# [AUSZUFÜHRENDE AUFGABEN]
(A) Tippen Sie aus dem Lesetext den Abschnitt ab, der mit den Worten „Schließlich ging Hilz“ beginnt und mit den Worten „die fischverarbeitende Industrie.“ endet.
(B) Beantworten Sie anhand des Lesetexts die folgenden Fragen:
(i) In welcher Stadt wurde der Food Hub gegründet?
(ii) In welchem Bereich attestiert Hilz der Stadt erheblichen Nachholbedarf?
(iii) Welches Quartier bietet laut Hilz eine enorme Chance für die fischverarbeitende Industrie?

# [LESETEXT]
Außerdem sei der Food Hub in Bremerhaven gegründet worden, um Gründungen im Lebensmittelbereich zu fördern und Bremen und Bremerhaven als Standorte für Food-Start-ups attraktiver zu gestalten. Denn auch Prof. Dr. Hilz betonte, dass viele Gründungen und Start-ups im Lebensmittelbereich durch Auflagen und Regularien vor enormen Herausforderungen und Anforderungen stehen würden.
Schließlich ging Hilz auf die generellen Standortfaktoren in Bremerhaven ein. Zum einem attestierte er der Stadt insbesondere im Bildungsbereich erheblichen Nachholbedarf. Anderseits seien insbesondere der Tourismus und der bezahlbare Wohnraum positiv hervorzuheben. Daher biete das Werftquartier mit seinem hochwertigen Wohnraum in der Nähe des Fischereihafens eine enorme Chance für die fischverarbeitende Industrie.

# [BEREITGESTELLTE DATEN]

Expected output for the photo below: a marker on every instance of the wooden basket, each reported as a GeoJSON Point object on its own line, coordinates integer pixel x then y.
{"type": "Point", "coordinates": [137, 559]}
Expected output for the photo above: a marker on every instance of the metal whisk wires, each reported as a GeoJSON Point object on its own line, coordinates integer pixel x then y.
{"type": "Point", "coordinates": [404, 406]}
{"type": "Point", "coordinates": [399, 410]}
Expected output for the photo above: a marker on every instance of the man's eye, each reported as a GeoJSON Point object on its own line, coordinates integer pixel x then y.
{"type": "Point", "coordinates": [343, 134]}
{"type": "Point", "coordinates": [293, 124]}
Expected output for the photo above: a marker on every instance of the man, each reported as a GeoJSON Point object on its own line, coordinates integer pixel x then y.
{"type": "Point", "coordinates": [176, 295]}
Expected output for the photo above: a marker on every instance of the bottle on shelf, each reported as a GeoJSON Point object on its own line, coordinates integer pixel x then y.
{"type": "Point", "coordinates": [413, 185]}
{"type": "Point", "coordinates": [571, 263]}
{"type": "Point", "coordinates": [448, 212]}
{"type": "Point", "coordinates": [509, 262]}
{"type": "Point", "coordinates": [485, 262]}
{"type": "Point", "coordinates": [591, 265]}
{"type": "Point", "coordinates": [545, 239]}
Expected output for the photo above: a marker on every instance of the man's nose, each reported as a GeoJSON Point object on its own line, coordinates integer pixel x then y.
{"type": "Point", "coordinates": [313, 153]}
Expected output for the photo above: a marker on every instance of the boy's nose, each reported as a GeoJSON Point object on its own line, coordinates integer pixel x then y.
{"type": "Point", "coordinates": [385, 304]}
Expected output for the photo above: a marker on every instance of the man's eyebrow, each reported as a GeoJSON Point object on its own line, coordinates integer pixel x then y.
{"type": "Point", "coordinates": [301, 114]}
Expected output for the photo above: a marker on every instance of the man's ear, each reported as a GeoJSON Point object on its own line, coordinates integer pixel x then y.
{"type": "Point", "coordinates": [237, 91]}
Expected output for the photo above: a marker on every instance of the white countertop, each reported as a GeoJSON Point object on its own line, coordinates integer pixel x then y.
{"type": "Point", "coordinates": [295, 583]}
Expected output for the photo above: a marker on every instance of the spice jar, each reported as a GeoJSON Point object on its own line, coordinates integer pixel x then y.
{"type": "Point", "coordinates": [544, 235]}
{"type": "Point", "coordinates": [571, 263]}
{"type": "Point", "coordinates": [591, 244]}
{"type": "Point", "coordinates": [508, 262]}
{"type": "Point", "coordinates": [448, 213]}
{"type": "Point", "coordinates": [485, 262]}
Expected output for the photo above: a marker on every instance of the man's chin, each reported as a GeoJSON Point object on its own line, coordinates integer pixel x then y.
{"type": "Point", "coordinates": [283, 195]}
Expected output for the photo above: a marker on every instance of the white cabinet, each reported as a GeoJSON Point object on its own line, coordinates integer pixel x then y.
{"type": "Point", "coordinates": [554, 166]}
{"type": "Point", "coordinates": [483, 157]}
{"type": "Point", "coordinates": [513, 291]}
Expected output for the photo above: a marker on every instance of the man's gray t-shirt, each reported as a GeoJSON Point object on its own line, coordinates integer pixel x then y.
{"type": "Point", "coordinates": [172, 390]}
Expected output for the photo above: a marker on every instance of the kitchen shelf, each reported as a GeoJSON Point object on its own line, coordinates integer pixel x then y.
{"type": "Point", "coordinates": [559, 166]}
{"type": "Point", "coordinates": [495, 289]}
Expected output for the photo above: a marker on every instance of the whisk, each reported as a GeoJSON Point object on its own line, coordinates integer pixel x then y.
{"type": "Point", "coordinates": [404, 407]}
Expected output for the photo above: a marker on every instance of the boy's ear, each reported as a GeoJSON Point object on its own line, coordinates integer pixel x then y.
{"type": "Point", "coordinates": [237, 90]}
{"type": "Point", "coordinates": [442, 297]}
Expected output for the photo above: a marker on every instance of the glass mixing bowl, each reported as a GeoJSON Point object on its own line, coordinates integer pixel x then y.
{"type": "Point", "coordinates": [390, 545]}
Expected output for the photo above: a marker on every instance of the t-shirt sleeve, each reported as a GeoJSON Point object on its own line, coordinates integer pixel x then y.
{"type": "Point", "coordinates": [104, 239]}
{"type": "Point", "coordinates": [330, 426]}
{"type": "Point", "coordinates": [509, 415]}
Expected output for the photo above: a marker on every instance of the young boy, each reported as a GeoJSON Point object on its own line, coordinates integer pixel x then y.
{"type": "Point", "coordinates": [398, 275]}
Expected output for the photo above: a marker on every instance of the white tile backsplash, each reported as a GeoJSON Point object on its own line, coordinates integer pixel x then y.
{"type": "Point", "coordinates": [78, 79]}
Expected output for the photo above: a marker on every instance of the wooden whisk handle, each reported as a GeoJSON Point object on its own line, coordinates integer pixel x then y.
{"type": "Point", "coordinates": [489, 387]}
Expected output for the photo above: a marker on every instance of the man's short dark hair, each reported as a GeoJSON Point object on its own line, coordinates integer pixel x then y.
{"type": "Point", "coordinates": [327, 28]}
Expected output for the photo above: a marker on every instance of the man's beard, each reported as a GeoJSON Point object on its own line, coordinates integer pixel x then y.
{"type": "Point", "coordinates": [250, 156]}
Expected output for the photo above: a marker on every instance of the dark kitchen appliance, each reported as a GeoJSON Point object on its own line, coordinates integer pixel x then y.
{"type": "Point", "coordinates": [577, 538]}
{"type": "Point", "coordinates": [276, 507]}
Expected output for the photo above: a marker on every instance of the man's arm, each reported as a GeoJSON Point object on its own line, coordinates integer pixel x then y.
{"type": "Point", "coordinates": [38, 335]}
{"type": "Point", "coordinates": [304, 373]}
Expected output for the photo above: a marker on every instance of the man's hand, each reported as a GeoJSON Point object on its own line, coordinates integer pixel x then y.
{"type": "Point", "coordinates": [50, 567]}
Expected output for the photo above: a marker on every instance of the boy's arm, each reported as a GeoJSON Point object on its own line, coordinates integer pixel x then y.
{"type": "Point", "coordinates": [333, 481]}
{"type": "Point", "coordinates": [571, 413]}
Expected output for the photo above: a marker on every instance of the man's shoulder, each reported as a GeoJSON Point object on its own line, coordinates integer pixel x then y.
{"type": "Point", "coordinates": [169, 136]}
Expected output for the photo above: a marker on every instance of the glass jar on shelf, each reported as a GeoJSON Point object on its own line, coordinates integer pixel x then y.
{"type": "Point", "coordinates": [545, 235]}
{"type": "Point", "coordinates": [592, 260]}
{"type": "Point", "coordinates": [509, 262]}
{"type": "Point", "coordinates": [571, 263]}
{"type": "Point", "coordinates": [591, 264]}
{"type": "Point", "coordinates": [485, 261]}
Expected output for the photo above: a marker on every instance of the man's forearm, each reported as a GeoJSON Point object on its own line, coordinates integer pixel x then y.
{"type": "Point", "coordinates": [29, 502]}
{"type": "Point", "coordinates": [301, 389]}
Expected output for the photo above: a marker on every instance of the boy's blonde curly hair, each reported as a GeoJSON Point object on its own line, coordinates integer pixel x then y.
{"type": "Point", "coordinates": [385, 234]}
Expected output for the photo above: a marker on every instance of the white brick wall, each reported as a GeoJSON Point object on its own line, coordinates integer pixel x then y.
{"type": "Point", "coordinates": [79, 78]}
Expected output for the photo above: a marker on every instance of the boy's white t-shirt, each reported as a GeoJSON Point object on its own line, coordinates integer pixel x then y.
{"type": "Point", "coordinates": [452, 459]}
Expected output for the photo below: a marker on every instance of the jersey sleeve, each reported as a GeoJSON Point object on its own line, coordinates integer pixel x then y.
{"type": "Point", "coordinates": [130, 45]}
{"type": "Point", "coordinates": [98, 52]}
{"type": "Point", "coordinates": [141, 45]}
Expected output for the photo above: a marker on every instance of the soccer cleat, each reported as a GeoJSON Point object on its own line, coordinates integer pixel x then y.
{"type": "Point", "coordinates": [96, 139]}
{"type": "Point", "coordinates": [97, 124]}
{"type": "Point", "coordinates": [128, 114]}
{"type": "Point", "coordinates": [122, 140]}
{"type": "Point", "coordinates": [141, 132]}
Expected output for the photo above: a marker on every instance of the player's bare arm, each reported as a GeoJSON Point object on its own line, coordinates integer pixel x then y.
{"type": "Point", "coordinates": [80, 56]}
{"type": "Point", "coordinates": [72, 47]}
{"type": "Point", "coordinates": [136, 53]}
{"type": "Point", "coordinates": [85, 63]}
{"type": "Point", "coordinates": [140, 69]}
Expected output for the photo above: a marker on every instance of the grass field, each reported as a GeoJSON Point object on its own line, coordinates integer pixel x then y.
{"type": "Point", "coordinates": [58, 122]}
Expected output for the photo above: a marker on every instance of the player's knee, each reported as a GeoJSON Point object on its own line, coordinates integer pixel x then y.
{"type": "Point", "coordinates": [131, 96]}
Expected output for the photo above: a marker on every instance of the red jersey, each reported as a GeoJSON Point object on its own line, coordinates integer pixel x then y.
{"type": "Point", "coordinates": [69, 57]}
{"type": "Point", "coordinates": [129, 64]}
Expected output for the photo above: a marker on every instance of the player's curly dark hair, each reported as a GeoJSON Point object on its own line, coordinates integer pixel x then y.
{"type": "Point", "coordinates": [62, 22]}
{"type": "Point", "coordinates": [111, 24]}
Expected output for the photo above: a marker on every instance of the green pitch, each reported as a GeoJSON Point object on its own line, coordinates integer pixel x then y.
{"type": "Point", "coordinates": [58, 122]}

# [ANTWORTEN IM ÜBERBLICK]
(A)
Schließlich ging Hilz auf die generellen Standortfaktoren in Bremerhaven ein. Zum einem attestierte er der Stadt insbesondere im Bildungsbereich erheblichen Nachholbedarf. Anderseits seien insbesondere der Tourismus und der bezahlbare Wohnraum positiv hervorzuheben. Daher biete das Werftquartier mit seinem hochwertigen Wohnraum in der Nähe des Fischereihafens eine enorme Chance für die fischverarbeitende Industrie.

(B)
(i) Der Food Hub wurde in Bremerhaven gegründet.
(ii) Hilz attestiert der Stadt erheblichen Nachholbedarf im Bildungsbereich.
(iii) Das Werftquartier bietet eine enorme Chance für die fischverarbeitende Industrie.